*GOAL*.
Please lay out the records as a Markdown table with the columns "Row" and "Line", starting at the line containing "draw the outline of the striped jacket" and ending at the end of the records. Number the rows and skip blank lines.

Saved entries

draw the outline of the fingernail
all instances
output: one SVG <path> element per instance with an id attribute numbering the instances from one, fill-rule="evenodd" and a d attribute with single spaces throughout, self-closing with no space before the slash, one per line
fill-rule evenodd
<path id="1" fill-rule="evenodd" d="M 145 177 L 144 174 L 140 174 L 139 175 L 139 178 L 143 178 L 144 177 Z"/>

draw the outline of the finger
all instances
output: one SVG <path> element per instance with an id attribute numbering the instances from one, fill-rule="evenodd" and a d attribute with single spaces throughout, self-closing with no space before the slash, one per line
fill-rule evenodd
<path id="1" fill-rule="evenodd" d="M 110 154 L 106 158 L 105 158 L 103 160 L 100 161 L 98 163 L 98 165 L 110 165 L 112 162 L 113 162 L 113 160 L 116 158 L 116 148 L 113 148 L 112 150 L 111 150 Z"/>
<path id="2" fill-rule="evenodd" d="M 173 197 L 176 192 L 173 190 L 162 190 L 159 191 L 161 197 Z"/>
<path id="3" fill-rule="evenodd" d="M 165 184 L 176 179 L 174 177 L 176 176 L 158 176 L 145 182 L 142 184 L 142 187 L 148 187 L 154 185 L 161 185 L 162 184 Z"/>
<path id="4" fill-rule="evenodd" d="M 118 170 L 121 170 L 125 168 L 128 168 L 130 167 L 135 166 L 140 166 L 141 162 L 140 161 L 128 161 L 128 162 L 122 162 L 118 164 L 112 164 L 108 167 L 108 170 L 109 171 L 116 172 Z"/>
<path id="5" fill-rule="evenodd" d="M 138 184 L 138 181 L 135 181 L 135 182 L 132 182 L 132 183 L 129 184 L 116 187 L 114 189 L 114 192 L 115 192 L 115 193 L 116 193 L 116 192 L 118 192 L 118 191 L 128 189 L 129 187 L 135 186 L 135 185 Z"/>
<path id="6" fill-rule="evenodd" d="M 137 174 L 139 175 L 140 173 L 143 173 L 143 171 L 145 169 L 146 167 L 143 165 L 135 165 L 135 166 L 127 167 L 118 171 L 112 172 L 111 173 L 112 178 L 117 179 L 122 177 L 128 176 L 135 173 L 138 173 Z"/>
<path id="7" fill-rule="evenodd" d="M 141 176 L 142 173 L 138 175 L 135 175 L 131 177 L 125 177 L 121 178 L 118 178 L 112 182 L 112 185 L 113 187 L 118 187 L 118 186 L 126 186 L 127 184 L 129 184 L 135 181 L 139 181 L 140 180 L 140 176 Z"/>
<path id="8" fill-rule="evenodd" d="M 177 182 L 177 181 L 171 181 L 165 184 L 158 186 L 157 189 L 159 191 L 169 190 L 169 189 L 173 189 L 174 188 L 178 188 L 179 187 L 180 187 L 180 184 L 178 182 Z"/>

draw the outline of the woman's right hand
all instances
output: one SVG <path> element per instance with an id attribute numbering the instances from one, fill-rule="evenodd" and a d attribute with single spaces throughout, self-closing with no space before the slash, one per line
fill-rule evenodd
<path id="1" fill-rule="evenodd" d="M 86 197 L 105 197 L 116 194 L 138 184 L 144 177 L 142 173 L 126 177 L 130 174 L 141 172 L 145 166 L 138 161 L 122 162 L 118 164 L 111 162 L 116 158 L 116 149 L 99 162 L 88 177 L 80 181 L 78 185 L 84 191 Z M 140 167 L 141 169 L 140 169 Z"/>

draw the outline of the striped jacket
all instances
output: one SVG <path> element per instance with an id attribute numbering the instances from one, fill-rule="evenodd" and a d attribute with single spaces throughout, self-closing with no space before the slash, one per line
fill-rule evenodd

*ANSWER TO THIS TASK*.
| Row | Line |
|---|---|
| 1 | draw the outline of the striped jacket |
| 2 | all instances |
| 3 | output: one SVG <path> element per instance with an id attribute numbering the instances from one, fill-rule="evenodd" and a d attribute with single spaces throughout, self-closing with no space before the slash, one per line |
| 4 | fill-rule evenodd |